= The request =
Give as output the line that contains "For each instance of the car rear", followed by every remaining line of the entries, unchanged and with nothing added.

= Data shown =
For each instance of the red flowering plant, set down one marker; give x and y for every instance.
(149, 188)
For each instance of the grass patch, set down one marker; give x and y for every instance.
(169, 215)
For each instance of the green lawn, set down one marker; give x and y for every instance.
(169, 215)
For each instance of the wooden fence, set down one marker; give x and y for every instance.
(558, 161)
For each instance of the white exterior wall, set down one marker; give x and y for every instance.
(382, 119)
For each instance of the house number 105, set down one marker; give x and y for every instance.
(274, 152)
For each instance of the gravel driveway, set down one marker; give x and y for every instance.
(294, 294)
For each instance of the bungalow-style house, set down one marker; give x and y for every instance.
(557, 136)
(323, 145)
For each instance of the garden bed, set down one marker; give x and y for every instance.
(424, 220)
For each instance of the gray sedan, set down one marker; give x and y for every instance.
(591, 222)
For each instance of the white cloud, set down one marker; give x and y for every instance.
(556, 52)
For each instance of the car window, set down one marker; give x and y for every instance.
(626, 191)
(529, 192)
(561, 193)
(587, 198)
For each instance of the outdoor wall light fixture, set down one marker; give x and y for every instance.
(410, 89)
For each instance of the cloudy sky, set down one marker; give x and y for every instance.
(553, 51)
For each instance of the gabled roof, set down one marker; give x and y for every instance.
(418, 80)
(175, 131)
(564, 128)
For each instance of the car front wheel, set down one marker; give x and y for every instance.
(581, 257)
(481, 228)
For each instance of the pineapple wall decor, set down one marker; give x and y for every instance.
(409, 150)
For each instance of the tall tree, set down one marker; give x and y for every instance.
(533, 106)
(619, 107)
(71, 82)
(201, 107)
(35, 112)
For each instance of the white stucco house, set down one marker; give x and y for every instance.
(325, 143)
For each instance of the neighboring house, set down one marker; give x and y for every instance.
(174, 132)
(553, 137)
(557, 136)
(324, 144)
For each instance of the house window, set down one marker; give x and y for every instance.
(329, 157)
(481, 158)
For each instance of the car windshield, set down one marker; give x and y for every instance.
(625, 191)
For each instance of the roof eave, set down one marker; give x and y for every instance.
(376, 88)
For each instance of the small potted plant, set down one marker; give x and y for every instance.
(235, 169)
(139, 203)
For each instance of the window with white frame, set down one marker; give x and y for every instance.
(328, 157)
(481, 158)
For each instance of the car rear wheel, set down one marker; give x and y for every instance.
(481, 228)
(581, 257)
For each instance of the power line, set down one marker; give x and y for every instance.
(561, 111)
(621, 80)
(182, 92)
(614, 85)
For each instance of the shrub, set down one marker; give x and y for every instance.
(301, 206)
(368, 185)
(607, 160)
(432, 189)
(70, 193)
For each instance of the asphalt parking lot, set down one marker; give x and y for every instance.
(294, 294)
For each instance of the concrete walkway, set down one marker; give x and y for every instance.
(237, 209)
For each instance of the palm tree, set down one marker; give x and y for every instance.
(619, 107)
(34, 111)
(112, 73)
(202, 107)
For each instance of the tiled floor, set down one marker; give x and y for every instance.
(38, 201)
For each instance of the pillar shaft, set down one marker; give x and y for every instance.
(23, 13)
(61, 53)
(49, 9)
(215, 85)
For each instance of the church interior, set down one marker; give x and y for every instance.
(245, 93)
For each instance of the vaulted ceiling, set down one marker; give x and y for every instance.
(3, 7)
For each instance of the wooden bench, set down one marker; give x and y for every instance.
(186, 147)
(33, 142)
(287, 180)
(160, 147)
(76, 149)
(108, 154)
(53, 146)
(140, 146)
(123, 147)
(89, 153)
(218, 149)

= Full solution =
For each instance of the car rear wheel, set down one marker; give x and y for every instance.
(481, 228)
(581, 257)
For each instance of the power line, set down one marker; give x and y for every instance.
(561, 111)
(621, 80)
(182, 92)
(614, 85)
For each instance of the shrub, set down one marker; give x and y for every instance.
(301, 206)
(368, 185)
(607, 160)
(432, 189)
(70, 193)
For each instance of the asphalt parking lot, set down one marker; give x and y for every instance.
(294, 294)
For each instance of the concrete walkway, set down one marker; give x and y for every instance.
(237, 209)
For each instance of the palm tree, set down one marker; give x and y for every instance.
(619, 107)
(34, 111)
(112, 73)
(202, 107)
For each instance of the tiled floor, set down one marker; give x and y for every instance.
(38, 201)
For each instance of the pillar shaft, set down one marker; give x and y for every instance.
(23, 13)
(61, 53)
(49, 9)
(215, 85)
For each instance of the church interior, set down one marker; give x and y for every instance.
(245, 93)
For each instance of the vaulted ceiling, set down one marker; give x and y for every instance.
(3, 7)
For each instance of the wooden bench, set down one marker; give x and y for every instance.
(186, 147)
(33, 142)
(287, 180)
(160, 147)
(76, 149)
(108, 154)
(53, 146)
(140, 146)
(123, 147)
(89, 153)
(218, 149)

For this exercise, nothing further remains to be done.